» **REQUIRED ACTION**: In the stretch from the start of the material through the line containing "box: [408, 284, 523, 318]", rename "pixel accuracy" to "pixel-level precision" and write those lines out again with nothing else altered. Leave the pictures out of your answer.

[Data entries]
:::

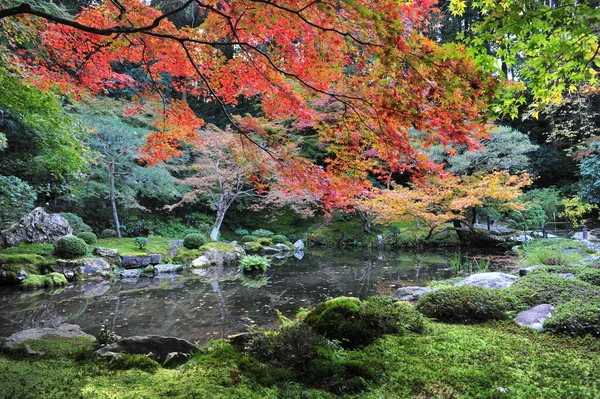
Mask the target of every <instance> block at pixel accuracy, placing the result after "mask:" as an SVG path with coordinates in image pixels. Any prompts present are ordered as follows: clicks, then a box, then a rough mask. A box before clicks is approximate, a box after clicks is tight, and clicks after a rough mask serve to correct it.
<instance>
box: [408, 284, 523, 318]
mask: <svg viewBox="0 0 600 399" xmlns="http://www.w3.org/2000/svg"><path fill="white" fill-rule="evenodd" d="M516 302H517V300H516V298H514V297H509V296H508V295H505V294H504V293H503V292H501V291H499V290H493V289H487V288H481V287H474V286H460V287H450V288H442V289H440V290H436V291H432V292H429V293H427V294H426V295H425V296H424V297H423V298H421V300H420V301H419V303H418V304H417V309H418V310H419V311H420V312H421V313H423V314H424V315H425V316H428V317H432V318H435V319H437V320H440V321H446V322H452V323H478V322H484V321H488V320H500V319H505V318H506V317H507V316H506V312H507V311H509V310H512V309H514V308H515V307H516Z"/></svg>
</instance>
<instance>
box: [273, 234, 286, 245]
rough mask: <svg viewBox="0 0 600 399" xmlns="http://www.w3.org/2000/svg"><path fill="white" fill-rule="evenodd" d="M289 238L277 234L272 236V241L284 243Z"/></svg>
mask: <svg viewBox="0 0 600 399" xmlns="http://www.w3.org/2000/svg"><path fill="white" fill-rule="evenodd" d="M288 241H289V240H288V239H287V237H286V236H284V235H283V234H277V235H274V236H273V243H275V244H285V243H286V242H288Z"/></svg>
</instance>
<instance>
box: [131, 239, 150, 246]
mask: <svg viewBox="0 0 600 399" xmlns="http://www.w3.org/2000/svg"><path fill="white" fill-rule="evenodd" d="M133 242H135V243H136V245H137V246H138V247H139V249H144V248H146V245H148V239H147V238H145V237H136V238H134V239H133Z"/></svg>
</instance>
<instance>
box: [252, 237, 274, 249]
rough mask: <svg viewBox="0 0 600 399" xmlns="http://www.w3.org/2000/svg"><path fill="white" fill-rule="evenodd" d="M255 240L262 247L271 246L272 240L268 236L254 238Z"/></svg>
mask: <svg viewBox="0 0 600 399" xmlns="http://www.w3.org/2000/svg"><path fill="white" fill-rule="evenodd" d="M256 242H257V243H259V244H260V245H261V246H263V247H270V246H273V240H272V239H270V238H266V237H260V238H258V239H257V240H256Z"/></svg>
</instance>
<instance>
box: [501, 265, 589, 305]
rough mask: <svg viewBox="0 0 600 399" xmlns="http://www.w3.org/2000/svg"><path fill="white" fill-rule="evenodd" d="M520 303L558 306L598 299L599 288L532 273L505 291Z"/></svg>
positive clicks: (526, 304) (573, 279)
mask: <svg viewBox="0 0 600 399" xmlns="http://www.w3.org/2000/svg"><path fill="white" fill-rule="evenodd" d="M506 292H507V293H510V294H512V295H514V296H516V297H517V298H518V300H519V302H520V303H523V304H526V305H529V306H535V305H539V304H542V303H549V304H551V305H558V304H561V303H565V302H568V301H571V300H576V299H579V300H586V299H591V298H598V297H600V288H598V287H596V286H594V285H592V284H590V283H588V282H585V281H581V280H578V279H574V278H566V277H563V276H557V275H553V274H548V273H534V274H530V275H527V276H524V277H521V278H520V279H519V280H517V281H516V282H515V283H514V284H513V285H511V286H510V287H509V288H507V289H506Z"/></svg>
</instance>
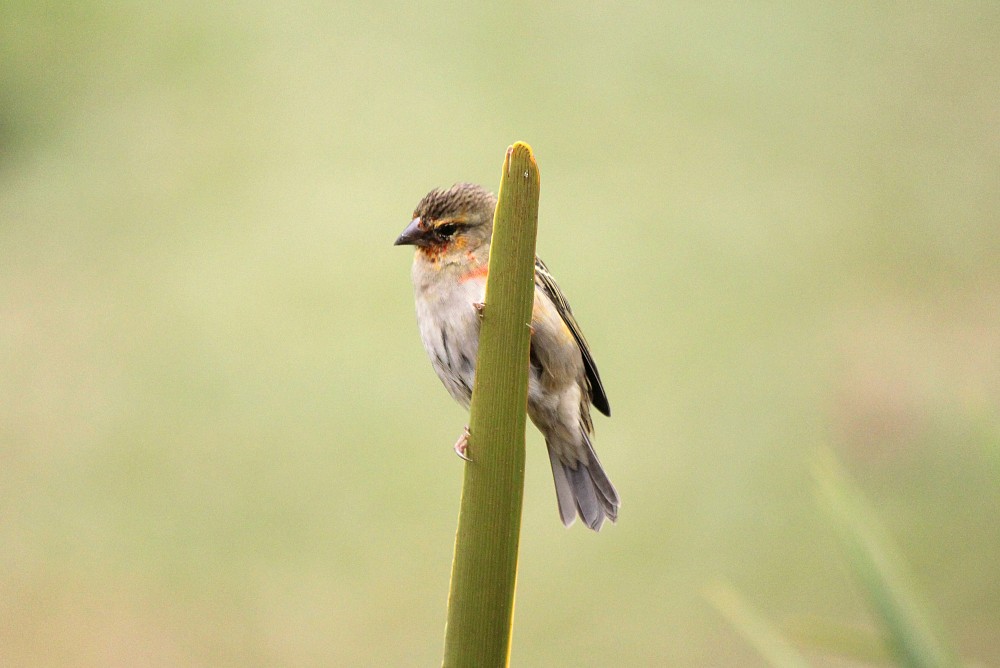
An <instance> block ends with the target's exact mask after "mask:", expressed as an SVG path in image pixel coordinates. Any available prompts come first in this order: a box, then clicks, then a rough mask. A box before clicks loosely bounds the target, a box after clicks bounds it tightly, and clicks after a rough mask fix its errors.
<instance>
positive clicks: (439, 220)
mask: <svg viewBox="0 0 1000 668" xmlns="http://www.w3.org/2000/svg"><path fill="white" fill-rule="evenodd" d="M496 204H497V198H496V196H495V195H494V194H493V193H491V192H490V191H488V190H486V189H485V188H483V187H482V186H477V185H475V184H473V183H456V184H455V185H453V186H452V187H451V188H448V189H447V190H444V189H440V188H439V189H437V190H432V191H430V192H429V193H427V195H425V196H424V198H423V199H422V200H420V204H418V205H417V208H416V209H415V210H414V212H413V220H412V221H410V224H409V225H407V226H406V229H405V230H403V233H402V234H400V235H399V238H397V239H396V243H395V245H396V246H407V245H408V246H416V247H417V249H418V252H423V253H424V254H425V255H427V256H428V257H429V258H437V257H441V256H444V255H449V254H451V253H454V252H463V253H475V252H476V251H478V250H480V249H484V248H489V243H490V235H491V234H492V233H493V211H494V209H495V208H496Z"/></svg>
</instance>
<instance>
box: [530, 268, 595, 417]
mask: <svg viewBox="0 0 1000 668" xmlns="http://www.w3.org/2000/svg"><path fill="white" fill-rule="evenodd" d="M535 285H537V286H538V287H539V288H541V290H542V291H543V292H544V293H545V294H546V296H548V298H549V299H551V300H552V303H553V304H555V307H556V310H557V311H559V315H560V316H561V317H562V319H563V322H565V323H566V326H567V327H569V331H570V332H572V334H573V338H574V339H576V342H577V344H578V345H579V346H580V352H581V354H582V355H583V366H584V369H585V370H586V372H587V380H588V381H589V383H590V401H591V403H593V404H594V408H596V409H597V410H599V411H601V412H602V413H604V414H605V415H607V416H609V417H610V416H611V406H610V405H609V404H608V396H607V395H606V394H605V393H604V385H602V384H601V376H600V374H598V373H597V365H596V364H594V358H593V357H592V356H591V354H590V346H589V345H588V344H587V339H585V338H584V336H583V332H582V331H581V330H580V325H579V324H578V323H577V322H576V318H574V317H573V310H572V309H571V308H570V307H569V302H568V301H566V296H565V295H563V293H562V290H560V289H559V286H558V285H556V281H555V279H554V278H552V274H550V273H549V268H548V267H546V266H545V263H544V262H542V261H541V260H540V259H538V258H537V257H536V258H535Z"/></svg>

:::

» **REPLY TO THE TASK**:
Mask the target of every <instance> block at pixel-level precision, placing the result after "mask:" as an SVG path with coordinates in image pixels. Any prompts present are ordered as follows: clicks, then a box, then a rough mask. A box before clicks is approximate, a box after clicks is tight, and clicks after a rough mask serve to correct it.
<instance>
box: [408, 284, 523, 318]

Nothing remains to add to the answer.